- **Your instructions**:
Your response should be the complete set of records, reproduced exactly.

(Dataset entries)
——

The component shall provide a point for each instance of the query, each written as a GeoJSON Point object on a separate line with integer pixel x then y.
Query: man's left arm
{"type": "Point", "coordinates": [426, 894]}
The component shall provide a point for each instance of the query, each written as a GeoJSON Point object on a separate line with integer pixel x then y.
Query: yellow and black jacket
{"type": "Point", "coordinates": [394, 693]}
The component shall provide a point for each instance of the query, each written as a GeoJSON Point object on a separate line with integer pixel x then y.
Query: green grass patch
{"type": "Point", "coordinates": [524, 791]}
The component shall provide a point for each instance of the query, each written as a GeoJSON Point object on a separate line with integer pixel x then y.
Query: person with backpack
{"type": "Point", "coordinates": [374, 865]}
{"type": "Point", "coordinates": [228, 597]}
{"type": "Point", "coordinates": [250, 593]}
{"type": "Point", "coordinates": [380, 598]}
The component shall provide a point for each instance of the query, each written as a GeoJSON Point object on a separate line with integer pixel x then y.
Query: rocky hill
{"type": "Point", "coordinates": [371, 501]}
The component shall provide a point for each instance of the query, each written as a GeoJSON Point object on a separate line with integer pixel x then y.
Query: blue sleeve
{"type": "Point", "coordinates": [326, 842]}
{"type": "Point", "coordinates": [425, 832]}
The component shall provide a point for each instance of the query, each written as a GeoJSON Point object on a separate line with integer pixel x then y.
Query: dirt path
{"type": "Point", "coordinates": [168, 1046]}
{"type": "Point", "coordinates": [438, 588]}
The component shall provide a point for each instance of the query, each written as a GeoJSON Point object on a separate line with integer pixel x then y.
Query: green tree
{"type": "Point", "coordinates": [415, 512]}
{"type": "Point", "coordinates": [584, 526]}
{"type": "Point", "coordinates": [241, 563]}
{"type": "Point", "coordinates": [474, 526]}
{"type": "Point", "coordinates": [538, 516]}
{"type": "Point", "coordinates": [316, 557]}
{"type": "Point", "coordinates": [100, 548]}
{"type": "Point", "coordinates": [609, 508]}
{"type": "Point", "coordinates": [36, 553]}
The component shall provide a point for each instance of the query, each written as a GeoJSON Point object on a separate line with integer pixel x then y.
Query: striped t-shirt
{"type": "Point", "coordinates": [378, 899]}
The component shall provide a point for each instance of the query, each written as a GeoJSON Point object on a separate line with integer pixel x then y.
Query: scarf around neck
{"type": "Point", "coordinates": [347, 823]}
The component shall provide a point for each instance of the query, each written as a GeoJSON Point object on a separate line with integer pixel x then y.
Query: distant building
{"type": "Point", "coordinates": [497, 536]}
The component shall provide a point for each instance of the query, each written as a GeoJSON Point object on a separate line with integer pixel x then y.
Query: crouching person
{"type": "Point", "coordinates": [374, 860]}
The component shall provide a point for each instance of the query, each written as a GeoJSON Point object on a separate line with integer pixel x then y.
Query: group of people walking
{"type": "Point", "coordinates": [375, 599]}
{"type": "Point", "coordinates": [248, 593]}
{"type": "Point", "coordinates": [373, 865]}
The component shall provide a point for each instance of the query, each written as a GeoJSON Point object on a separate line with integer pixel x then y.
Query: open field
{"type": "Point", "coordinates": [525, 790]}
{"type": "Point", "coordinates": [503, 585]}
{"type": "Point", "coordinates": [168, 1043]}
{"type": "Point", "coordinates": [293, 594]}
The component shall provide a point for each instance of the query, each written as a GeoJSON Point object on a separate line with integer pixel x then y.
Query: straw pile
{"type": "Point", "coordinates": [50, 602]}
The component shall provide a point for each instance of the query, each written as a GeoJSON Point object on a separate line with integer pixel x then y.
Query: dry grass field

——

- **Response to the exercise**:
The component shall provide a point for each instance of the query, each written as a GeoJSON Point object on a separate line with integer pixel x then y.
Query: man's left arm
{"type": "Point", "coordinates": [426, 894]}
The component shall provide a point for each instance of the query, each written as a GeoJSON Point object on a separate line with integer pixel x then y.
Query: yellow and black jacket
{"type": "Point", "coordinates": [394, 693]}
The component shall provide a point for each instance of the query, each written as a GeoJSON Point object on a separate line with integer pixel x then y.
Query: green grass patch
{"type": "Point", "coordinates": [524, 791]}
The component shall provide a point for each instance of the query, each written as a GeoJSON Point object on a separate line with integer pixel x then y.
Query: person with backpack
{"type": "Point", "coordinates": [374, 865]}
{"type": "Point", "coordinates": [228, 597]}
{"type": "Point", "coordinates": [250, 593]}
{"type": "Point", "coordinates": [380, 598]}
The component shall provide a point for each instance of the query, each written as a GeoJSON Point object on a separate line with integer pixel x then y.
Query: rocky hill
{"type": "Point", "coordinates": [371, 501]}
The component shall provide a point for each instance of the query, each written as a GeoJSON Point object on a separate line with integer pixel x then y.
Query: blue sleeve
{"type": "Point", "coordinates": [326, 842]}
{"type": "Point", "coordinates": [425, 832]}
The component shall provide a point for each instance of the query, each written as a GeoJSON Point object on a separate line with integer pixel x then y.
Query: dirt path
{"type": "Point", "coordinates": [168, 1046]}
{"type": "Point", "coordinates": [438, 588]}
The component shall provide a point for each instance of the query, each written as a GeoJSON Point object on a separate line with integer pixel x then y.
Query: green tree
{"type": "Point", "coordinates": [415, 512]}
{"type": "Point", "coordinates": [584, 526]}
{"type": "Point", "coordinates": [241, 563]}
{"type": "Point", "coordinates": [474, 526]}
{"type": "Point", "coordinates": [538, 516]}
{"type": "Point", "coordinates": [316, 557]}
{"type": "Point", "coordinates": [100, 548]}
{"type": "Point", "coordinates": [609, 508]}
{"type": "Point", "coordinates": [36, 553]}
The component shall provide a point for each instance of the query, each written as a GeoJSON Point object on a separate line with integer pixel x then y.
Query: striped t-shirt
{"type": "Point", "coordinates": [378, 899]}
The component shall provide a point for each instance of the query, each written as a GeoJSON Point object on a separate line with integer pixel x then y.
Query: scarf around neck
{"type": "Point", "coordinates": [347, 823]}
The component shall provide a point for each instance of the query, each written as a GeoJSON Point object on a separate line with integer pixel x then y.
Query: distant building
{"type": "Point", "coordinates": [497, 536]}
The component shall provide a point for each instance of the query, each written as a GeoJSON Point object on a separate line with integer pixel x then y.
Query: crouching person
{"type": "Point", "coordinates": [374, 860]}
The component shall provide a point for each instance of the query, each written as a GeoJSON Point object on a separate line with integer pixel x then y.
Query: group of people walking
{"type": "Point", "coordinates": [375, 599]}
{"type": "Point", "coordinates": [248, 593]}
{"type": "Point", "coordinates": [373, 865]}
The component shall provide a point for each instance of the query, each written as a GeoJSON Point object on a separate line with integer pixel x then y.
Query: open field
{"type": "Point", "coordinates": [525, 790]}
{"type": "Point", "coordinates": [503, 585]}
{"type": "Point", "coordinates": [168, 1043]}
{"type": "Point", "coordinates": [293, 594]}
The component shall provide a point for each instance of the query, each written as a GeoJSON Point object on a separate line with integer pixel x then y.
Query: straw pile
{"type": "Point", "coordinates": [50, 602]}
The component shall provide a point for each instance of the query, each written as a GeoJSON Point object on a separate line with integer pixel x then y.
Query: dry grass field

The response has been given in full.